**Task details**
From the data, copy out every line in which the word "that" appears.

**Material for this task**

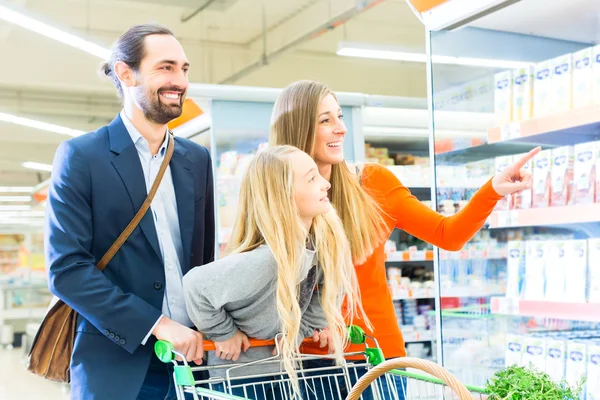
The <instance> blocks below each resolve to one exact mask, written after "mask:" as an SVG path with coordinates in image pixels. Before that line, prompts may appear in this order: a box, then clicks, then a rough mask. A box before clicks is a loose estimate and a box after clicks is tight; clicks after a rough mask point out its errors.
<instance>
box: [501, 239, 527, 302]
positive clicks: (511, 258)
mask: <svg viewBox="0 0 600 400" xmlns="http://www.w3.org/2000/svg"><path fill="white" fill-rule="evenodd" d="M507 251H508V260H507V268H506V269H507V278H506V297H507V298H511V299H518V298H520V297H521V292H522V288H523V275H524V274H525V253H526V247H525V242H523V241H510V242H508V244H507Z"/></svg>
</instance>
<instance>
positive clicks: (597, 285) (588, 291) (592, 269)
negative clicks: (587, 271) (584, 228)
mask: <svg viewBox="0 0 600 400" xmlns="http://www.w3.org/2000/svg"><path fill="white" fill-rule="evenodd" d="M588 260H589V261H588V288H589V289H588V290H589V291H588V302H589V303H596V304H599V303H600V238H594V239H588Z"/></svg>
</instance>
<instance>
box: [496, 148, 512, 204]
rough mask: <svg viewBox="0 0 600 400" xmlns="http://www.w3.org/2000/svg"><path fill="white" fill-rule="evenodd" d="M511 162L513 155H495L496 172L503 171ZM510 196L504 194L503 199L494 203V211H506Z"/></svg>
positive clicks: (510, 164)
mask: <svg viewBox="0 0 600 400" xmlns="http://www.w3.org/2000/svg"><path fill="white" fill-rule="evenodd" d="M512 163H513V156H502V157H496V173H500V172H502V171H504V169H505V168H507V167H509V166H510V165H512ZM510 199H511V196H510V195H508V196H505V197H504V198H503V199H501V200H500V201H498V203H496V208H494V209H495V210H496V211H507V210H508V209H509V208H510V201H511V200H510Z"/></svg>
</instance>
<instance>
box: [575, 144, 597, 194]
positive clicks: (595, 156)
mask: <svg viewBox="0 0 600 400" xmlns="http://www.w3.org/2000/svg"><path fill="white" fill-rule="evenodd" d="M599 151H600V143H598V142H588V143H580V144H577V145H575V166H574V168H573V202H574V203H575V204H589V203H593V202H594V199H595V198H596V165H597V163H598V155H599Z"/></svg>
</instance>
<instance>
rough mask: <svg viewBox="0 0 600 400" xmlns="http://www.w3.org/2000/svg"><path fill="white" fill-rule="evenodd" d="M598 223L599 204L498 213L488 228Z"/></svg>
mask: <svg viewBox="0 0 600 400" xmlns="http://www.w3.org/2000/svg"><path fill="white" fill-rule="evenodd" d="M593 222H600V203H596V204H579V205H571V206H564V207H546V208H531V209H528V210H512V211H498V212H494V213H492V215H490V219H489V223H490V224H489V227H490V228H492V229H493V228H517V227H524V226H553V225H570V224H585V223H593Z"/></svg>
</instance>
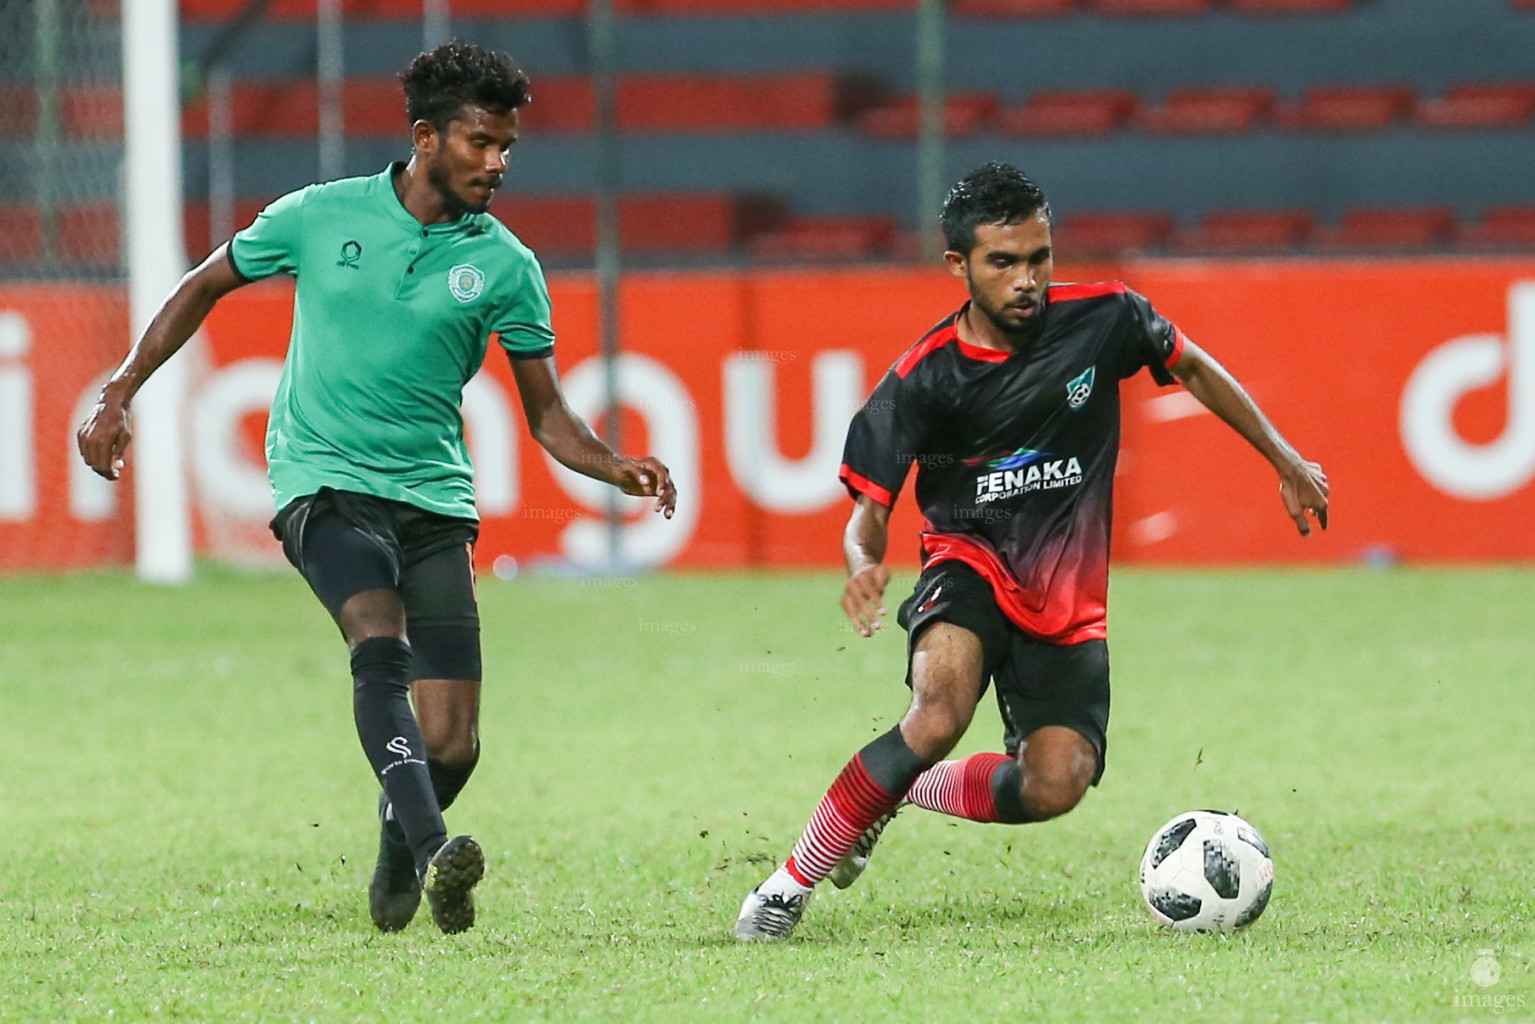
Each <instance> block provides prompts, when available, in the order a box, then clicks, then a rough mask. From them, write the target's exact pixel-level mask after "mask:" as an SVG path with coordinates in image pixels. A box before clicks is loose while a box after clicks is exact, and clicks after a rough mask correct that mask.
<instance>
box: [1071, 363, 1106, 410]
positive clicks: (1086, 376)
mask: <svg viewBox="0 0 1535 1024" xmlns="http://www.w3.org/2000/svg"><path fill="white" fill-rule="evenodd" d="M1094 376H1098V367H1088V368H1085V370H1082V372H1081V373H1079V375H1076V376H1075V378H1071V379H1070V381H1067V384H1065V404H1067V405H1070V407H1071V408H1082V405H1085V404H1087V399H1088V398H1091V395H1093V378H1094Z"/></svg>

**Exercise output**
The <instance> blocks below each resolve to one exact mask, written after "mask:" as an SVG path with coordinates in image pixels. Before that line, prompts may appear in this order: a box, then clicks, then a rough mask. A box before clicks is a loose estimate and a box after clicks is tight; clicks after a rough mask point out its errors.
Each <instance> block provides prompts, when available, in the order a box, then clicks, then a rough mask. From them, write the target's exact pixel-level mask after "mask:" as an SVG path with coordinates in image pixels. A box before clicks is loose while a box after clicks is exact, and clicks after a rough mask correct that mask.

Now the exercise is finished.